* _PROMPT_: Identify every line in the rows below that contains the word "horse", and copy each of those lines in the order it appears.

* _INPUT FOR THIS TASK_:

==========

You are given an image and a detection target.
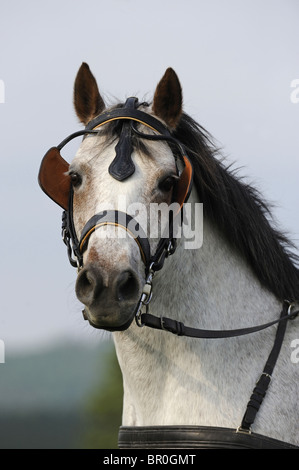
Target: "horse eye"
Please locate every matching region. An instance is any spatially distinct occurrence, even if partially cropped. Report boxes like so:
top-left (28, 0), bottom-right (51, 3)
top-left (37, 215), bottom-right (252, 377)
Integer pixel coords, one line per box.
top-left (70, 172), bottom-right (82, 188)
top-left (158, 176), bottom-right (176, 193)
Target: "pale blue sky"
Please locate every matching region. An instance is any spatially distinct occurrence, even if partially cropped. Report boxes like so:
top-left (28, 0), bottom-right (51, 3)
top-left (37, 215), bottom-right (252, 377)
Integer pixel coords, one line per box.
top-left (0, 0), bottom-right (299, 350)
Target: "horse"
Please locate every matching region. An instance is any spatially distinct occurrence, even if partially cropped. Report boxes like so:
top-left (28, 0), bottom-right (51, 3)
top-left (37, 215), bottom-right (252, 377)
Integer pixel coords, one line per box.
top-left (39, 63), bottom-right (299, 449)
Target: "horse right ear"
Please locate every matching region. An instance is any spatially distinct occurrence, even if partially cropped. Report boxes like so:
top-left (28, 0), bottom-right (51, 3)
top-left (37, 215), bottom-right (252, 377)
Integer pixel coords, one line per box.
top-left (74, 62), bottom-right (105, 125)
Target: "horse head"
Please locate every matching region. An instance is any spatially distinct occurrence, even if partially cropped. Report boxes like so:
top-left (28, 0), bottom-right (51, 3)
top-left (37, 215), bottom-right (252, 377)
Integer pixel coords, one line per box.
top-left (40, 63), bottom-right (191, 331)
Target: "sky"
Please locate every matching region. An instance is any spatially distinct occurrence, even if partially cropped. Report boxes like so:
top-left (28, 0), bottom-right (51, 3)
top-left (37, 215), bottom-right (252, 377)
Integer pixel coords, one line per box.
top-left (0, 0), bottom-right (299, 352)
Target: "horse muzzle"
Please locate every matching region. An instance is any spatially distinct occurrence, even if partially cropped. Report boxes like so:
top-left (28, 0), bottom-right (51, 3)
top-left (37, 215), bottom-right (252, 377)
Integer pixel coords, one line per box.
top-left (76, 262), bottom-right (142, 331)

==========

* _REPLY TO THE EXERCISE_:
Target: "horse eye"
Target: "horse"
Target: "horse right ear"
Target: "horse head"
Target: "horse muzzle"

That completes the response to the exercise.